Activity =>
For the records below, print the lines from the line with "Where can the large white" through the line with "Where can the cream" exactly as written; include both end lines and exclude the rest.

Data records =>
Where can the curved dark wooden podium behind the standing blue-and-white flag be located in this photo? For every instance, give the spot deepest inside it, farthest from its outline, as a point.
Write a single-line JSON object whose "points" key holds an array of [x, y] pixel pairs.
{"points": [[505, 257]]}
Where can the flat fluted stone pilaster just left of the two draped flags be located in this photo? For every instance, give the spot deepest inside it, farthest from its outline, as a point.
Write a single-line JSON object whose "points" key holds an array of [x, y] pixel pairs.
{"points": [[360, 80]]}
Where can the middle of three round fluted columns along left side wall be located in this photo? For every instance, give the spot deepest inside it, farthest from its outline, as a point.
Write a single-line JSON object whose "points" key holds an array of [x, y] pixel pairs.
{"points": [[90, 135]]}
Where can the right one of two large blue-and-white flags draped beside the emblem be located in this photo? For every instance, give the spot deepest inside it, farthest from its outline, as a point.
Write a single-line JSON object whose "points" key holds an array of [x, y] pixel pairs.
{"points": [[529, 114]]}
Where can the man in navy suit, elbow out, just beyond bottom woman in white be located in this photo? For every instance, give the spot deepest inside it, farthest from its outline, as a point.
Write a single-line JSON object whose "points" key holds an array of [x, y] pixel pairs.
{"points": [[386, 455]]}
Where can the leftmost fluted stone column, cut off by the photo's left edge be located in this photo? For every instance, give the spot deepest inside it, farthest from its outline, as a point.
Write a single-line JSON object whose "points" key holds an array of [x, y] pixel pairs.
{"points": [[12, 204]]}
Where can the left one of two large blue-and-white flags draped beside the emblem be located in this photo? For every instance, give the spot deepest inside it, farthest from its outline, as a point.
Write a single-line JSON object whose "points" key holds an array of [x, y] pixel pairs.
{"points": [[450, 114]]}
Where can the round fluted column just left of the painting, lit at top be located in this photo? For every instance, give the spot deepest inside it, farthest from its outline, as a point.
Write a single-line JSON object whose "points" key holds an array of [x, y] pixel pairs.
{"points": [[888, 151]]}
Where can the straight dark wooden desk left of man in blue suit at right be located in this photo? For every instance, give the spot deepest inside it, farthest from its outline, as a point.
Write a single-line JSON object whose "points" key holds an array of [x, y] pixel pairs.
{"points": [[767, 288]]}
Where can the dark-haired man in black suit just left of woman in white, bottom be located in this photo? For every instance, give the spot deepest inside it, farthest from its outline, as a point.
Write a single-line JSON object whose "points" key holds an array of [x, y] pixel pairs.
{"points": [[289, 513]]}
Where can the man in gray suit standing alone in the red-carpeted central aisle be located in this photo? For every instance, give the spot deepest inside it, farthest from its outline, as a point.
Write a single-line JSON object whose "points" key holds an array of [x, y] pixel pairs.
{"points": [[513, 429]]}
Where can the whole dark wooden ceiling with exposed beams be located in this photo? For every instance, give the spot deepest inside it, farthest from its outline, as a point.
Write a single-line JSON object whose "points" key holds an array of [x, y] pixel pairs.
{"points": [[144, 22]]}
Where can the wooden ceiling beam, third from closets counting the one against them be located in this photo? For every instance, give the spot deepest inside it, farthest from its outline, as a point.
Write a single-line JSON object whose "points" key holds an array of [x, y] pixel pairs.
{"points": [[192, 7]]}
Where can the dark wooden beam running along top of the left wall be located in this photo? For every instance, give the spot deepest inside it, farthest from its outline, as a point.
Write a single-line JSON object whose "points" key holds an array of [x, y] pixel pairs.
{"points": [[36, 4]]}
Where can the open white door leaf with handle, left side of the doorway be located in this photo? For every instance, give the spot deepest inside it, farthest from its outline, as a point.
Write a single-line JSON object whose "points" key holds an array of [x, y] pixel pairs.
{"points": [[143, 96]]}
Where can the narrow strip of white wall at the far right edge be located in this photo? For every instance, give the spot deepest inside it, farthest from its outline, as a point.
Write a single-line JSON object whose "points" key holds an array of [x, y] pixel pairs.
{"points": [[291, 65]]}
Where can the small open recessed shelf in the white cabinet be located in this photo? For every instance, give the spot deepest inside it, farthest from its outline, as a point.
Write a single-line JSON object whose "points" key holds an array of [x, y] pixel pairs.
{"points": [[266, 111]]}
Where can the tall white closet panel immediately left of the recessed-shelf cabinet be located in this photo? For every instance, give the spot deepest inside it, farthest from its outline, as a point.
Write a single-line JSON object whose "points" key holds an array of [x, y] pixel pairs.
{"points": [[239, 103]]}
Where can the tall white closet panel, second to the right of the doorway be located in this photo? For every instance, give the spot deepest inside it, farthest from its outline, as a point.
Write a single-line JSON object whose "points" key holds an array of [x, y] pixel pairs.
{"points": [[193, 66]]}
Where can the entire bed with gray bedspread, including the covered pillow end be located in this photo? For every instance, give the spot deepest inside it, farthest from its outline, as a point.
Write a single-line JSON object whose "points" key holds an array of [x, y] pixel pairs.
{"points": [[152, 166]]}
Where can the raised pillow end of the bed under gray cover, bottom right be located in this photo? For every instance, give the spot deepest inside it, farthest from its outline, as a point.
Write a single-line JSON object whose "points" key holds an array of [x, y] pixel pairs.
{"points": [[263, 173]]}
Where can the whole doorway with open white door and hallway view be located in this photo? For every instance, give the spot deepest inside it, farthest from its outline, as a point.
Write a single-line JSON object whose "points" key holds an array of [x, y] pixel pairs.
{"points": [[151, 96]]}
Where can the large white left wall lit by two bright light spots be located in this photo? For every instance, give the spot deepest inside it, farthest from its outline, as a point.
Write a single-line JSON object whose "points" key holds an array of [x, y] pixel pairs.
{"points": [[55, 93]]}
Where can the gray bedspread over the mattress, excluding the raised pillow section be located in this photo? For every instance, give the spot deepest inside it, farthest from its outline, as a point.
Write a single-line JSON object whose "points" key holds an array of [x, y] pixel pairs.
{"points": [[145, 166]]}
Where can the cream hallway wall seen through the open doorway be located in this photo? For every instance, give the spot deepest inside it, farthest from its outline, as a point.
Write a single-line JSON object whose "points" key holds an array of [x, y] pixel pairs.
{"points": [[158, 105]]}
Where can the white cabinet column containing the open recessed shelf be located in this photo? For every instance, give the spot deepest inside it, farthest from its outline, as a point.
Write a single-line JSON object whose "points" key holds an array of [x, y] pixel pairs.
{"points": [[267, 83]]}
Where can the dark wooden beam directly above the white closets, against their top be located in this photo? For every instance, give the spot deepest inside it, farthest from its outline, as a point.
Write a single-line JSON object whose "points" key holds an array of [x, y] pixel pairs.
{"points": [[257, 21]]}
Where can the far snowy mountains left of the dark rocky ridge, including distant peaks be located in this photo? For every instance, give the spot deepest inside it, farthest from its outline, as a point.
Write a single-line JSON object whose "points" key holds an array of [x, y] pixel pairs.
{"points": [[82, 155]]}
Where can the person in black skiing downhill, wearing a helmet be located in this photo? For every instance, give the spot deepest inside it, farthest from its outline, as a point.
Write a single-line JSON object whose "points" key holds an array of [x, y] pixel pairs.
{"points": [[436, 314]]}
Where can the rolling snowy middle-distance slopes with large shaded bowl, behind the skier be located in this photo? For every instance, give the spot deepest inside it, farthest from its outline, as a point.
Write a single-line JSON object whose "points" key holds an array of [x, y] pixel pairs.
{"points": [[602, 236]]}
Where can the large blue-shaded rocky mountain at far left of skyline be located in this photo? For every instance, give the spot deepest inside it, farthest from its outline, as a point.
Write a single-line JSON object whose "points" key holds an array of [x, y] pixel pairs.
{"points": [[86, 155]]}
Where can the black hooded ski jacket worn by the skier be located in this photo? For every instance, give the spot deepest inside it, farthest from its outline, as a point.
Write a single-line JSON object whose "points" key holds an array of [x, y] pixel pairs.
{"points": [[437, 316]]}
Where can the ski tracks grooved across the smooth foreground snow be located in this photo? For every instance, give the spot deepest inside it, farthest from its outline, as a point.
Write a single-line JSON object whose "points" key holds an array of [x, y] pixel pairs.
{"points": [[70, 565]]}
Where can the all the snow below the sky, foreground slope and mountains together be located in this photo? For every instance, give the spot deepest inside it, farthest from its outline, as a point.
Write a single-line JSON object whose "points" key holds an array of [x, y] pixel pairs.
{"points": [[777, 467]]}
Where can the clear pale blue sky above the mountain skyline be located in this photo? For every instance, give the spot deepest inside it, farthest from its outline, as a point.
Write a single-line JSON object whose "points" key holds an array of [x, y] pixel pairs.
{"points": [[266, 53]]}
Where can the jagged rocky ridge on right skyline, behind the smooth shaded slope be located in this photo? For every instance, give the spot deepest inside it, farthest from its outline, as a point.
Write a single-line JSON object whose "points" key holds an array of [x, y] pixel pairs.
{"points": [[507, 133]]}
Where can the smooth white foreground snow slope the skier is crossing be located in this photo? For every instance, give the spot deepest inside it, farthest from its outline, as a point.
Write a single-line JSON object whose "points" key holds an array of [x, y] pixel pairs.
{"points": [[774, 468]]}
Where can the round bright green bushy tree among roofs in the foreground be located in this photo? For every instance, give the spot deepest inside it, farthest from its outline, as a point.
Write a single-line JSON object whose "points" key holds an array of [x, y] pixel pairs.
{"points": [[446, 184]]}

Finished task =>
Where can the large white left wall lit by two bright light spots be located in this photo? For every instance, give the spot deepest inside it, farthest from its outline, as a point.
Write a single-line JSON object whose "points" key holds an array of [x, y] pixel pairs.
{"points": [[55, 93]]}
Where can the gray bedspread over the mattress, excluding the raised pillow section be located in this photo? For every instance, give the spot deepest inside it, farthest from its outline, as a point.
Write a single-line JSON object whose "points" key holds an array of [x, y] pixel pairs.
{"points": [[145, 166]]}
Where can the cream hallway wall seen through the open doorway be located in this photo? For every instance, give the spot deepest inside it, farthest from its outline, as a point.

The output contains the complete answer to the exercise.